Region labeling entries
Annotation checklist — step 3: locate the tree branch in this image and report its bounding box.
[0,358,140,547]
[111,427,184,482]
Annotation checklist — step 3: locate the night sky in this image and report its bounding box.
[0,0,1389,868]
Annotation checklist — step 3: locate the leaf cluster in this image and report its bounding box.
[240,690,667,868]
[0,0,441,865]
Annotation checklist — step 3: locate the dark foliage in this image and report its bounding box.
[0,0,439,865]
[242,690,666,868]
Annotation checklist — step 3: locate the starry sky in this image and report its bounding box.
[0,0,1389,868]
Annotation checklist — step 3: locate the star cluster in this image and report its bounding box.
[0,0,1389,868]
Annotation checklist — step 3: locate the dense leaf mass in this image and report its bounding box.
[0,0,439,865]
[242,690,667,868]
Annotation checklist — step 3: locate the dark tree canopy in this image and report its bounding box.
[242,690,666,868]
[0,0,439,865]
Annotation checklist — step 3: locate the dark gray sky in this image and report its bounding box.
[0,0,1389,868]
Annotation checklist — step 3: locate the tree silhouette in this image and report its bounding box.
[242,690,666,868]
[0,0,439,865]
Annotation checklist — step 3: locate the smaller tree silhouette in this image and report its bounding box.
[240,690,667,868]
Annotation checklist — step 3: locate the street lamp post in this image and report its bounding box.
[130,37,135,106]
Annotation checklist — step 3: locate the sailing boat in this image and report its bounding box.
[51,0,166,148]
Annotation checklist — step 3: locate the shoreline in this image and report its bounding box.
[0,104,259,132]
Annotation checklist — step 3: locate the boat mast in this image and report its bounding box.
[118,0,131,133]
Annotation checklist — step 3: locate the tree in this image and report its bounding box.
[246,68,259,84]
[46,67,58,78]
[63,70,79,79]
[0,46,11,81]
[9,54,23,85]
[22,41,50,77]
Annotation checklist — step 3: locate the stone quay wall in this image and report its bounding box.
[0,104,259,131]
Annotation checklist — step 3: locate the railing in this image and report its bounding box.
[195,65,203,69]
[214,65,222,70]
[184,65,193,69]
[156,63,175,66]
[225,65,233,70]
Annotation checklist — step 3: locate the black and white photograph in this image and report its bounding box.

◆ Your objective ◆
Copy every one of the entries above word for word, with no changes.

◆ Task solution ◆
Annotation checklist — step 3: locate the tree branch in this image and report its bounding box.
[0,358,140,547]
[111,427,184,482]
Annotation checklist — step 3: locate the night sky in this image and report its bounding box.
[0,0,1389,868]
Annotation checklist — step 3: locate the leaf cluster in this image and report its bounding box.
[240,690,667,868]
[0,0,441,865]
Annotation checklist — step 3: locate the dark foliage in this image and report its bounding box.
[0,0,439,865]
[242,690,666,868]
Annotation checklist — step 3: locate the starry sky in this image and report its bounding box.
[0,0,1389,868]
Annotation checklist — step 3: locate the star cluster in this image and report its bounding box.
[0,0,1389,868]
Annotation checklist — step 3: locate the dense leaf mass in this image and report its bounding box.
[0,0,439,865]
[242,690,667,868]
Annotation checklist — step 3: locate the dark tree canopy in this image and report its bounding box.
[242,690,666,868]
[0,0,439,865]
Annotation checklist — step 3: locate the dark gray sky in this image and report its bounding box.
[0,0,1389,868]
Annotation checklist — step 3: locate the tree silhouette in this image and report its bounding box.
[242,690,666,868]
[0,0,439,865]
Annotation checklist — step 3: locate the smaller tree silhouette in this image and report its bounding box.
[240,690,667,868]
Annotation checklist — step 3: locate the street lamp post in this image and report its bounding box.
[130,37,135,106]
Annotation checklist — step 3: locate the sailing boat in this image and report its bounding box.
[51,0,166,148]
Annotation checklist — step 3: locate the shoreline in this image and report its bounding box.
[0,104,259,132]
Annotation checklist — step 3: locate the boat mast in this image and report its bounding box.
[118,0,131,133]
Annotation checklist — step 3: locate the tree in this image and report its bounding box.
[246,68,259,84]
[46,67,58,78]
[63,70,79,79]
[0,46,11,81]
[9,54,23,85]
[22,41,50,77]
Annotation checklist — step 3: locate the stone quay wall in this image and report its bounding box.
[0,104,259,131]
Annotation checklist — step 3: locate the railing in this image and report its bounding box.
[195,65,203,69]
[214,65,222,70]
[184,65,193,69]
[156,63,175,66]
[225,65,233,70]
Annotation checklist — step 3: locate the black and white photograph in this image and report its bounding box.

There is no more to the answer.